- [Work to be completed]:
Update the part of the rows that opens with the line containing "-- select a point on the exposed" and runs through the last row, changing every "one per instance" to "one per object" and keeping everything else the same. Give back only those lines.

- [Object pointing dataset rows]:
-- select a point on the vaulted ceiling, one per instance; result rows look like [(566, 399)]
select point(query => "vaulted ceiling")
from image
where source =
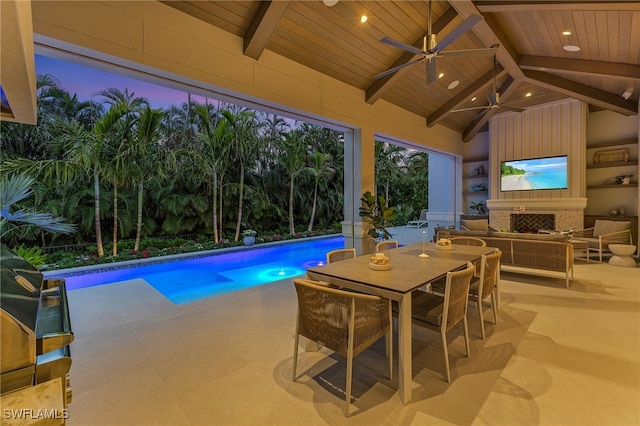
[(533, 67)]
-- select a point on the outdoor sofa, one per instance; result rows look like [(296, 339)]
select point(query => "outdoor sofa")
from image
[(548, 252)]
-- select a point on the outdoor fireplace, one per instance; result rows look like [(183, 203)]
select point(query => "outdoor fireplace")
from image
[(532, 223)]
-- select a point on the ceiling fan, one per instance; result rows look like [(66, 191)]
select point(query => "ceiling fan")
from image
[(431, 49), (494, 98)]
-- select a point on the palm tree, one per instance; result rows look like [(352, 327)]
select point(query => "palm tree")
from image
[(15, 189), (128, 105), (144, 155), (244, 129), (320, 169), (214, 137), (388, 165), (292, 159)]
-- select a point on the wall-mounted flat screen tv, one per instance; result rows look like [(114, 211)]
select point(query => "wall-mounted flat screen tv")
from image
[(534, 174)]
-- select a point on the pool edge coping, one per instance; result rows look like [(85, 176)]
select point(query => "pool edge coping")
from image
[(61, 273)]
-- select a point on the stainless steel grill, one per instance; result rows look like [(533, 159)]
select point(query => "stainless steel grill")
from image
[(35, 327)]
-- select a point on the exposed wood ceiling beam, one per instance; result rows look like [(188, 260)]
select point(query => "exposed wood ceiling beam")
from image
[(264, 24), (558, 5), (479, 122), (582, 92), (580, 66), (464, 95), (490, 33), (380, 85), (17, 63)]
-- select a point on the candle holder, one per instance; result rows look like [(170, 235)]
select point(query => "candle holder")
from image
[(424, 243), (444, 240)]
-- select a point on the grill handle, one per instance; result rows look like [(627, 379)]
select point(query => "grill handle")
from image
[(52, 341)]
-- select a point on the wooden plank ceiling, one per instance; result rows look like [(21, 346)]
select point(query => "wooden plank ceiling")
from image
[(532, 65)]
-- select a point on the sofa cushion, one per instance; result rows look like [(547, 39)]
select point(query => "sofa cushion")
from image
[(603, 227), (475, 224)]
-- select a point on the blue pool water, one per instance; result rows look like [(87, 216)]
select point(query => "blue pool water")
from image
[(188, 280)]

- [Answer to this task]:
-- select a point on the exposed wood ceiling beam, one per object; result rows look like [(188, 260)]
select point(query => "exposed wood ceiling beam")
from image
[(264, 24), (558, 5), (479, 122), (582, 92), (580, 66), (464, 95), (490, 33), (380, 85), (17, 63)]
-- select a point on the candle holder, one per object; result rows look like [(170, 235)]
select point(query => "candle holder")
from image
[(424, 243), (444, 240)]
-- select a point on the grill handle, one per object; result rows look like [(627, 379)]
select point(query => "grill handle")
from image
[(52, 341)]
-- select a point on the wooden plank ceiling, one per object; result rows look like [(21, 346)]
select point(query => "wooden plank ceiling")
from image
[(532, 65)]
-- select a point on the sofa cushion, one per object; result rows look like [(547, 39)]
select point(query => "sofa cushion")
from image
[(603, 227), (475, 224)]
-- select a point on the blue pool water, one per object; result rows look like [(87, 216)]
select point(query => "blue pool water")
from image
[(188, 280)]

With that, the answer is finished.